Your reply should consist only of the lines from the one holding "the metal mullion?" to the last line of the data below, written out exactly and without pictures.
═════ MATERIAL FOR THIS EXERCISE
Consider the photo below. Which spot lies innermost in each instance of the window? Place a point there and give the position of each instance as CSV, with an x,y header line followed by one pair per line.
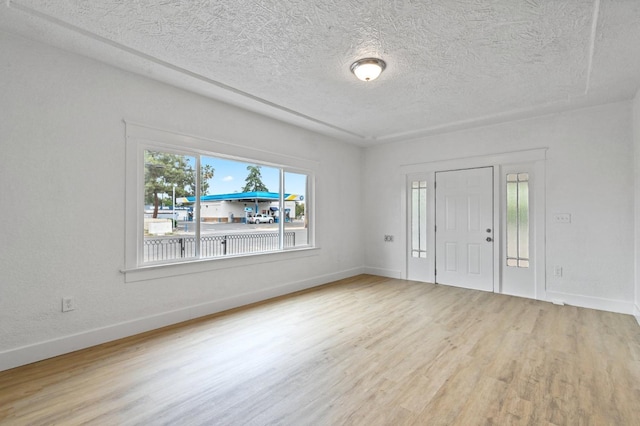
x,y
419,219
518,220
196,205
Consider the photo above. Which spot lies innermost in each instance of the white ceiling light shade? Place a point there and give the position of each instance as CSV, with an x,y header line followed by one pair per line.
x,y
368,69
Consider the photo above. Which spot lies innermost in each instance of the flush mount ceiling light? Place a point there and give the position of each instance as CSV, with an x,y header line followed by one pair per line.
x,y
368,69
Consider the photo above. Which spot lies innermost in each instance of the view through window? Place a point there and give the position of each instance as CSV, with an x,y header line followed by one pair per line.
x,y
229,208
518,220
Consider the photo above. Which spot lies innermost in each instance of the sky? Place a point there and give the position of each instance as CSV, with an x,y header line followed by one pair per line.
x,y
229,177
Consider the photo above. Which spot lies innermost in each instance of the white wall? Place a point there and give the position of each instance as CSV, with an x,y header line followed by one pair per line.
x,y
63,151
589,170
636,145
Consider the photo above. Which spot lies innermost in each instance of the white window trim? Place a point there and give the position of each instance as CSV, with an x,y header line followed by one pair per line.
x,y
497,160
140,137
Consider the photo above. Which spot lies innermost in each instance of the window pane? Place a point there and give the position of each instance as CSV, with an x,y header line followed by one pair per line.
x,y
167,177
237,207
512,220
517,219
523,220
295,214
419,219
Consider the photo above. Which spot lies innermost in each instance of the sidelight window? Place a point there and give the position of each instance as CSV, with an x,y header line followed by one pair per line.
x,y
517,229
419,219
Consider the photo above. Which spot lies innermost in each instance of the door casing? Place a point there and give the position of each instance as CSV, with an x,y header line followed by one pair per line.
x,y
535,157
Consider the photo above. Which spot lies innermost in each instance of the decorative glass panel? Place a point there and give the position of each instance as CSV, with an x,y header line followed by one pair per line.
x,y
419,219
517,228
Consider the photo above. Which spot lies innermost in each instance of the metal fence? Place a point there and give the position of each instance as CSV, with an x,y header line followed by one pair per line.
x,y
177,247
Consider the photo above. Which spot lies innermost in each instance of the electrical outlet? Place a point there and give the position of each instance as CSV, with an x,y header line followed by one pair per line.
x,y
557,271
68,304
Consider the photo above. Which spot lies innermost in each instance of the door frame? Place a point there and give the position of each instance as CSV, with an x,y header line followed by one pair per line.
x,y
535,156
495,235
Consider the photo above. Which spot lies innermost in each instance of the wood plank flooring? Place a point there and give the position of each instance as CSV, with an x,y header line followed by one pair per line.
x,y
363,351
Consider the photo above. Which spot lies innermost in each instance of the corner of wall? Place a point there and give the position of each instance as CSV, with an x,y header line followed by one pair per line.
x,y
636,152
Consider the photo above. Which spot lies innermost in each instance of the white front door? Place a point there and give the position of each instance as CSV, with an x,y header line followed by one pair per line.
x,y
464,228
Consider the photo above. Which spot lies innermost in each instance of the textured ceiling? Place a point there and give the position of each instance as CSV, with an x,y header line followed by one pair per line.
x,y
450,64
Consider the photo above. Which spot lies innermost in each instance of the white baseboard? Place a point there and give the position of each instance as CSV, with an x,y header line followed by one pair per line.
x,y
48,349
389,273
601,304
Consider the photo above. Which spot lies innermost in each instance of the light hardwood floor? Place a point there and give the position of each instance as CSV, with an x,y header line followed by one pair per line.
x,y
363,351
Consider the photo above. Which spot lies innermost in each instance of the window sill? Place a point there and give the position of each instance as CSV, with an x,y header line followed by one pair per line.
x,y
151,272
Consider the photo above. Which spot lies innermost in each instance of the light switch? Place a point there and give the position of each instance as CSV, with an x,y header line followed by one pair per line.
x,y
562,218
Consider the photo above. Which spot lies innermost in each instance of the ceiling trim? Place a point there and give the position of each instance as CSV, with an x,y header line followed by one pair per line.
x,y
238,97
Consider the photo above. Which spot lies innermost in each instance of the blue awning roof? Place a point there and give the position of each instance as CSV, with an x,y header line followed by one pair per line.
x,y
253,195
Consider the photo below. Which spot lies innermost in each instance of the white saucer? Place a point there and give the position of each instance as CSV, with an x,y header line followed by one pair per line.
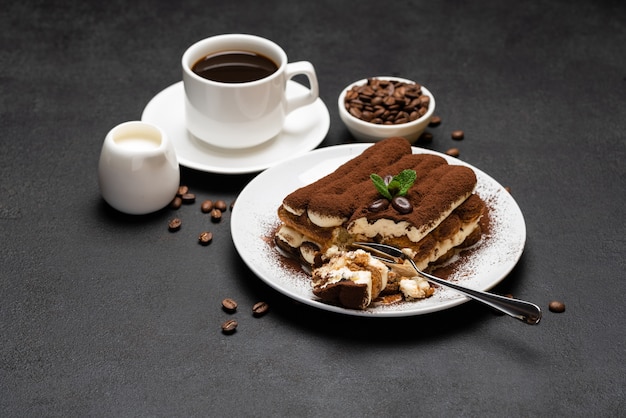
x,y
305,128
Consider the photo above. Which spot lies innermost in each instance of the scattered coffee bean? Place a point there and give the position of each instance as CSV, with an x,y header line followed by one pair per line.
x,y
182,190
458,135
206,206
229,305
205,238
216,215
434,121
174,224
176,203
188,198
402,204
221,205
386,102
229,326
556,306
426,137
260,309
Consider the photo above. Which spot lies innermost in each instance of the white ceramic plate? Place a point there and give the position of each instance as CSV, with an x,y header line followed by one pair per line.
x,y
254,218
305,128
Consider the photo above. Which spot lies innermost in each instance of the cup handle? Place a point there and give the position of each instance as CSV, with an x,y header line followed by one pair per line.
x,y
305,68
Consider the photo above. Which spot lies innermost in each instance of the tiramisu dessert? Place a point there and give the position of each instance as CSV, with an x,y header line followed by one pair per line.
x,y
416,202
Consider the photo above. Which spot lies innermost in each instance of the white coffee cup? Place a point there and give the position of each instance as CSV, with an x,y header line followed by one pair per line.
x,y
138,170
241,114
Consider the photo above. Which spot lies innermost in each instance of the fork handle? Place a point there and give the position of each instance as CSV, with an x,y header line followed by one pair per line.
x,y
526,312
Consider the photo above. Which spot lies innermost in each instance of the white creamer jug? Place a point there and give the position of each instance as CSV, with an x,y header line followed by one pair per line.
x,y
138,170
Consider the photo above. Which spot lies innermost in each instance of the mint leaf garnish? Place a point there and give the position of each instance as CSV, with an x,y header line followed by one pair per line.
x,y
398,186
406,180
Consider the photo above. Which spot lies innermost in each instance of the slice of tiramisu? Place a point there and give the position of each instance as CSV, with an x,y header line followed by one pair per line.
x,y
387,194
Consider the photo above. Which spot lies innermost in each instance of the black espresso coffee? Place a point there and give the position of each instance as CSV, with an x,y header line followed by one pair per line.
x,y
234,67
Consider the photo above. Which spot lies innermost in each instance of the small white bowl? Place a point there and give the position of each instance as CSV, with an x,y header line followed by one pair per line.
x,y
372,132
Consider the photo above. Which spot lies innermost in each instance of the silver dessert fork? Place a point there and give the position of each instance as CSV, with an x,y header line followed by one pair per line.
x,y
526,312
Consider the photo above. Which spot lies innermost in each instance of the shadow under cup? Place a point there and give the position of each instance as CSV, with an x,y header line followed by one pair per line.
x,y
240,114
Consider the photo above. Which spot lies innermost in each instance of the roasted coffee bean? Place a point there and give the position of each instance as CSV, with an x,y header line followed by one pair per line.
x,y
556,306
229,326
205,238
176,203
188,198
260,309
216,215
206,206
434,121
221,205
174,224
379,205
402,204
182,190
426,137
386,102
229,305
457,135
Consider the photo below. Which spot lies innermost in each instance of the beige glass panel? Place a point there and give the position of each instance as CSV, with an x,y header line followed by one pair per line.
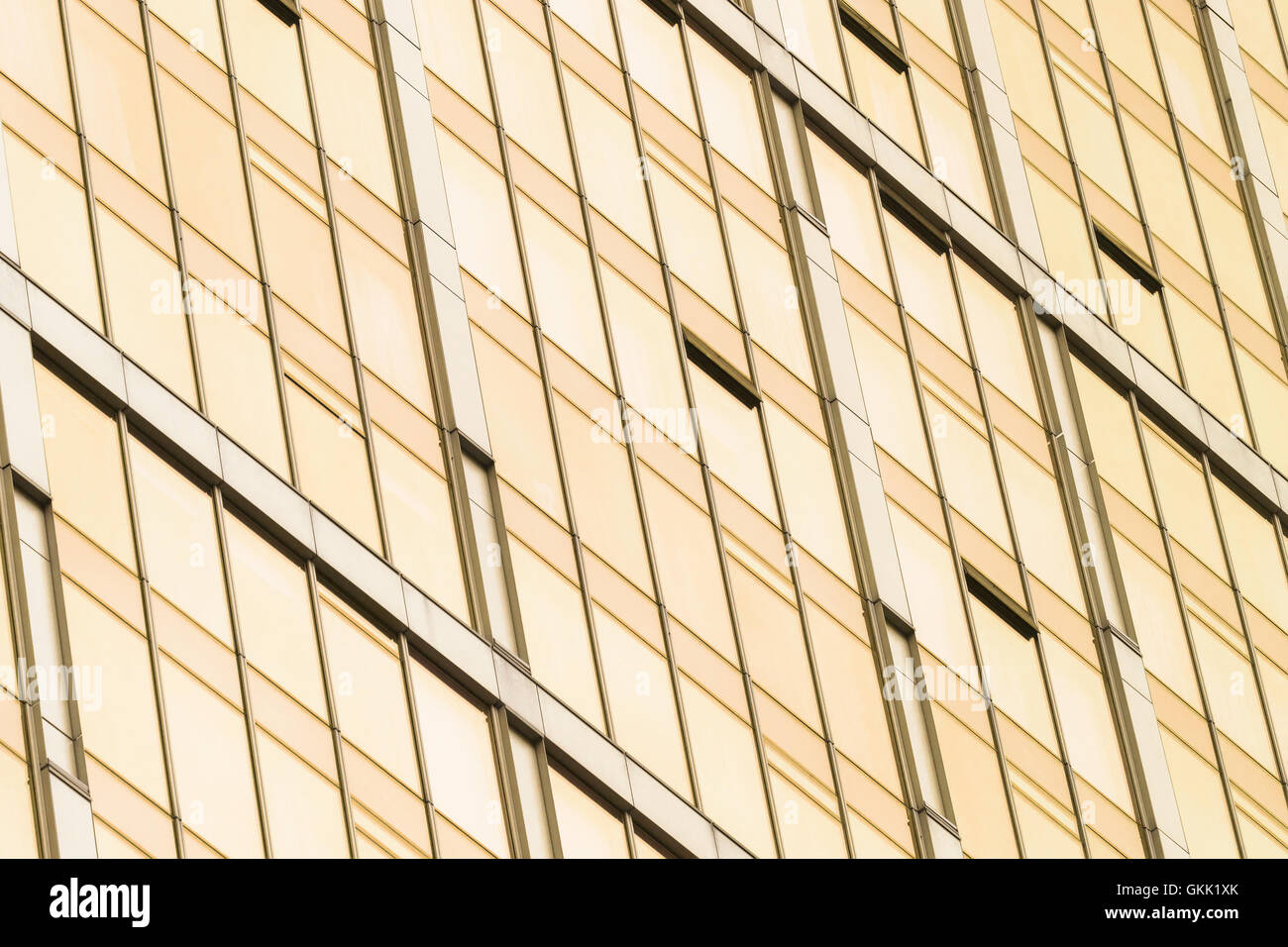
x,y
975,785
532,796
592,20
724,754
1157,620
930,575
1254,551
587,828
305,817
691,235
366,682
656,58
1188,80
421,526
1205,813
1183,497
554,629
120,727
450,47
809,830
463,775
1089,114
610,167
810,34
274,615
645,720
850,213
33,53
730,112
883,94
1086,720
481,222
896,416
349,111
730,433
773,642
211,764
53,230
603,493
565,289
1113,437
1124,37
179,543
207,175
196,21
241,388
769,299
526,88
1014,674
146,300
518,425
952,144
1065,241
18,839
333,463
1038,515
116,97
1137,315
299,258
925,285
75,429
809,489
384,316
687,564
647,360
267,59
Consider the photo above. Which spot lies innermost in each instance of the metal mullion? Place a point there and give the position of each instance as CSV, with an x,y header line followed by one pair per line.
x,y
261,258
334,718
507,780
1179,591
1072,505
33,718
678,334
417,742
123,437
739,313
978,112
838,27
451,447
632,457
548,796
1179,138
764,108
171,198
945,510
1070,154
1029,603
708,487
95,240
1136,195
1247,195
346,305
912,88
546,388
1228,554
243,671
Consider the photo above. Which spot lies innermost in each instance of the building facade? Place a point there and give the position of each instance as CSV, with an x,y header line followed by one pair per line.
x,y
644,428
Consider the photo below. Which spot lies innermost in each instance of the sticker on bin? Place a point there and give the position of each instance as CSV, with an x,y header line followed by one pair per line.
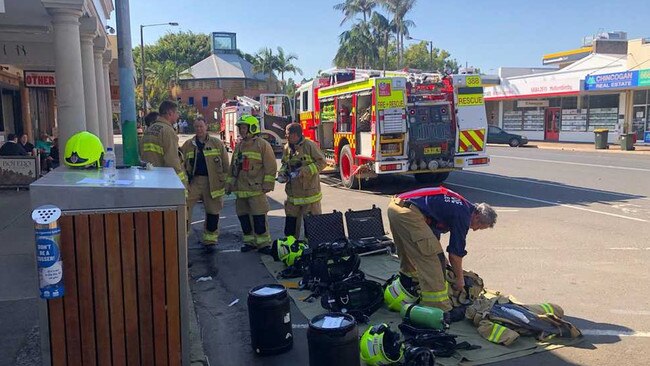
x,y
267,291
330,322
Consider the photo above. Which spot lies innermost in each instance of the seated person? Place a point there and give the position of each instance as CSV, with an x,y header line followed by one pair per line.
x,y
53,158
26,145
11,147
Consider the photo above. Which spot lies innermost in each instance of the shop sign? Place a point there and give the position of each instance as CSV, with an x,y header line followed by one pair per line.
x,y
18,171
618,80
532,103
40,79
══════════
**EXERCISE OUTPUT:**
Consider the photo above. Which spot lies innermost in each instance of the metal mullion? Place a point there and give the position of each instance as CSV, with an x,y header line followed by one pair per line.
x,y
261,258
334,718
507,780
1179,591
1072,505
33,718
678,334
417,742
123,437
739,313
978,112
838,27
451,447
632,457
548,796
1179,138
764,108
171,198
945,510
1070,154
1029,603
708,487
95,240
1136,195
1247,195
346,305
912,88
546,388
1228,554
243,671
Consider the photo above. Which spot lies innermost in each instance of the building facade? Place a point there and give the position of each instance as CSV, with an x,y header line followed by one pair per line.
x,y
644,428
Consider the photo below. Which spot lies innermost in each instance of the sticker on bin? Place a point there and give the position of each instance as CSV, with an x,y header line followed by one pair per line.
x,y
267,291
330,322
Consider the photo above. Which spot lies innermost in each instance of the seated person? Place a point there and give the position of each instance as CSV, with an x,y header line followed by one pair per line.
x,y
53,158
26,145
11,147
Consider the photo above. Which spot lies innermost in each instance of the shop sign? Place a point there and give the position of each instance as CSV, with an x,y header line followed by one pair per line.
x,y
18,171
618,80
532,103
40,79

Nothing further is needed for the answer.